Start of Source document

# Fire v. K2



## GinnyB (Dec 19, 2009)

I have a Kindle 2. I'm looking a the Kindle Fire only because I know nothing about it. But... (grin) I need to know why I need a Kindle Fire over a Kindle 2. (Ignoring movies, games, etc. as I have a couple of iPads for that kind of thing). I'm mainly focused on the reading aspects, weight, size, etc.

Anyone have a K2 and KF? Convince me why I need a Fire! (then I'll run right out and order one!) ha ha ha! (I don't suppose any of my fancy K2 cases will fit the Fire either huh?)


----------



## Jane917 (Dec 29, 2009)

I had a K2 (now my son has it), then a K3 and a Fire. I love my K3 for reading in daylight, but I use the Fire for reading in dim/evening light. I use my Fire to read more than I thought I would, but still prefer the e-ink. I am using the Fire for things I never imagined I would use it for, especially streaming videos when DH is watching football. I also get my daily solitare and crosswords done. I like using it to catch up on my e-mail when I am away from my computer.

I would not want to give up either my K3 or my Fire. They are very easy to sync if I am reading more than one book at a time, but I have lately had one book going on the Fire, and another on the K3.


----------



## TLM (Apr 8, 2010)

I have those 2 and those 2 only .  (except for the droid and the laptop )

I planned on using the Fire like a big Droid, games, videos, web surfing and reading mainly on my K2i.  Well, I have been using the Fire more for reading than I planed on.  I still am keeping both.  My K2i is really slow, I have too many samples on it, need to thin them out.  But with the 3G it could be more useful while out and about and there doesn't happen to be free Wi-Fi.  I have anxiety attacks at the thought of not being able access stuff weather I need to or not.

I also really, really prefer the page turn buttons over the touch screens.


----------



## gina1230 (Nov 29, 2009)

End of Source document

▶ _Requirement 1_
Quote the Kindle thread, beginning at the words "## Jane917 (Dec" and stopping after "another on the K3.".
▶ _Requirement 2_
Copy out every line of the rows that contains the string "stem", matching case exactly.
The Kindle thread and the rows below it have nothing to do with each other.

Start of Source material

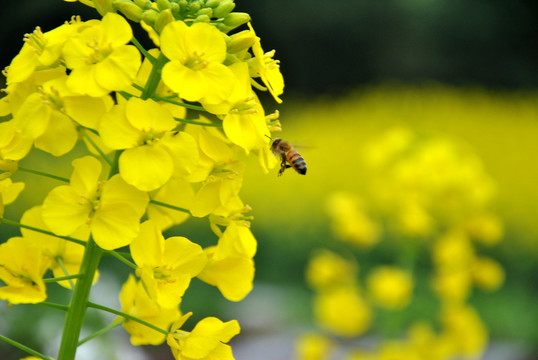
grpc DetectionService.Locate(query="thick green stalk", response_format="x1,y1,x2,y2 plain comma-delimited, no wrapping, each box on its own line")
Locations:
58,238,102,360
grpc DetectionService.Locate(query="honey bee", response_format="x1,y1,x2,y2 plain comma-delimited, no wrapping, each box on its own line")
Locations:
271,139,306,176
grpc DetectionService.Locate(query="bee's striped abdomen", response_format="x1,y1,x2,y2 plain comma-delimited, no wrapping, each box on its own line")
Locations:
286,150,306,175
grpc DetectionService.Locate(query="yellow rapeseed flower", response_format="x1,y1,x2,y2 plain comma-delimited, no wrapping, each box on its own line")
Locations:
0,237,48,304
129,220,207,309
161,21,236,104
62,13,142,96
167,313,240,360
42,156,149,250
120,275,181,345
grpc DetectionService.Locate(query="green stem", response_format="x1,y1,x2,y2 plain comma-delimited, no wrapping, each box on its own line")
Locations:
58,238,102,360
140,53,168,100
43,274,80,286
131,36,157,64
0,218,86,245
88,301,169,335
151,95,207,112
174,117,222,127
37,301,69,311
55,256,80,289
105,250,137,270
149,199,191,214
78,318,127,346
79,127,112,165
18,166,69,182
0,335,52,360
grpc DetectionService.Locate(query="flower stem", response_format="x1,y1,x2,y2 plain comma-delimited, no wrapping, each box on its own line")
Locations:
140,53,168,100
18,166,69,182
58,238,102,360
174,117,222,127
78,318,127,346
149,199,191,214
88,301,169,335
0,218,86,245
79,127,112,165
0,335,52,360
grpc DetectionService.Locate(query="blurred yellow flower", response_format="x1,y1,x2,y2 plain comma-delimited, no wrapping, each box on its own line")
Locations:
295,333,335,360
366,266,414,309
441,305,488,357
314,286,372,337
305,249,358,291
471,256,505,291
328,192,380,246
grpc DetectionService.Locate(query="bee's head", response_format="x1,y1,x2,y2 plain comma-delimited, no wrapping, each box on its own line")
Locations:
271,138,282,150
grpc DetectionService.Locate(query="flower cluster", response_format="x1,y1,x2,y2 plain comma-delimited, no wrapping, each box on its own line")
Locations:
298,128,504,360
0,0,284,359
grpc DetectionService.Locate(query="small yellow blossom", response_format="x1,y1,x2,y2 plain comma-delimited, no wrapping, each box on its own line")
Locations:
198,246,254,301
62,13,142,97
248,23,284,104
21,206,94,289
0,237,48,304
42,156,148,250
167,313,240,360
99,97,199,191
120,275,181,345
161,21,236,103
129,220,207,309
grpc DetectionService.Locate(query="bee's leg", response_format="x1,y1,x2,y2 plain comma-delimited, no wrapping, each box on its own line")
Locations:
278,156,291,176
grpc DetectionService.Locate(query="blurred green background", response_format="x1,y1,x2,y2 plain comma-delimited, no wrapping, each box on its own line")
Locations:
0,0,538,360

End of Source material

▶ _Task response 1_
## Jane917 (Dec 29, 2009)

I had a K2 (now my son has it), then a K3 and a Fire. I love my K3 for reading in daylight, but I use the Fire for reading in dim/evening light. I use my Fire to read more than I thought I would, but still prefer the e-ink. I am using the Fire for things I never imagined I would use it for, especially streaming videos when DH is watching football. I also get my daily solitare and crosswords done. I like using it to catch up on my e-mail when I am away from my computer.

I would not want to give up either my K3 or my Fire. They are very easy to sync if I am reading more than one book at a time, but I have lately had one book going on the Fire, and another on the K3.

▶ _Task response 2_
grpc DetectionService.Locate(query="green stem", response_format="x1,y1,x2,y2 plain comma-delimited, no wrapping, each box on its own line")
grpc DetectionService.Locate(query="flower stem", response_format="x1,y1,x2,y2 plain comma-delimited, no wrapping, each box on its own line")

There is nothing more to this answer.